▸ Exercise text:
EBSquire Blitz: Valeria Ptasnic

What I’ve Learned About Success

Success is a continuous process, not a singular achievement. I can’t say “today I completed a project successfully” and stop there, convinced I now understand what success means. 

Success is when you keep checking boxes on your list of goals and achievements – continuously, without stopping. It’s when you keep growing and developing, and you still know what achievements you want to reach. Thus each accomplishment doesn’t just leave you satisfied, but motivates you even more to move toward the next one. 

What I’ve Learned About Overcoming Challenges

It’s not a pleasant process most of the time, but it seems to be necessary. Overcoming a challenge is part of the journey toward success, by the way. 

In the moment, a difficult situation can trigger a flood of emotions – confusion, frustration, resistance. Yet its true value often reveals itself after you’ve moved past the challenge and look back in retrospect: what happened, why it happened, how you reacted, how you overcame it, and what you learned. That’s where the real fertilizer for growth lies. 

When you’re unsure how to get through a challenge, remind yourself that you’re bigger than it and try a different mindset: “Let’s see what life- or today – has prepared for me.” Treat it as a self-challenge. Life is a game in which you set your own limits and rules. This perspective can lighten the experience and, who knows, may even make it beautiful. 

What I’ve Learned About Communication 

Communicate! Communication is key – we can’t read each other’s minds. 

The way each person interprets different situations is deeply influenced by their life experience, emotional background, and level of knowledge. That’s why when you communicate clearly, you dramatically shorten the path to the result you want to achieve.

▸ Supplied information:
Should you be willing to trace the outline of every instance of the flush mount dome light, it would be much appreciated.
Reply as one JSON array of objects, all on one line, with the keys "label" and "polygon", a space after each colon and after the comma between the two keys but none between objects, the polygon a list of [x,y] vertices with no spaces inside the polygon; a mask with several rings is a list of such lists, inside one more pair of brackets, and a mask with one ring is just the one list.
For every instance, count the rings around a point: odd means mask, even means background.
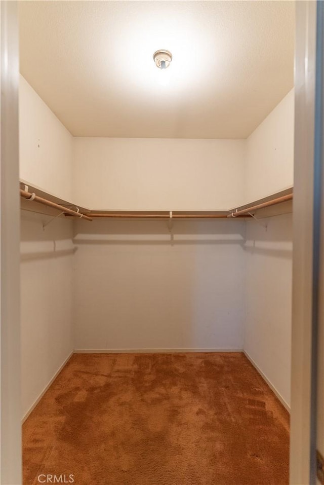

▸ Exercise prompt:
Please answer these questions about the Valeria Ptasnic text above:
(a) What does the text say success is, instead of a singular achievement?
(b) Which three emotions can a difficult situation trigger in the moment?
(c) What three things deeply influence how each person interprets different situations?

▸ Task answer:
(a) A continuous process.
(b) Confusion, frustration, and resistance.
(c) Their life experience, emotional background, and level of knowledge.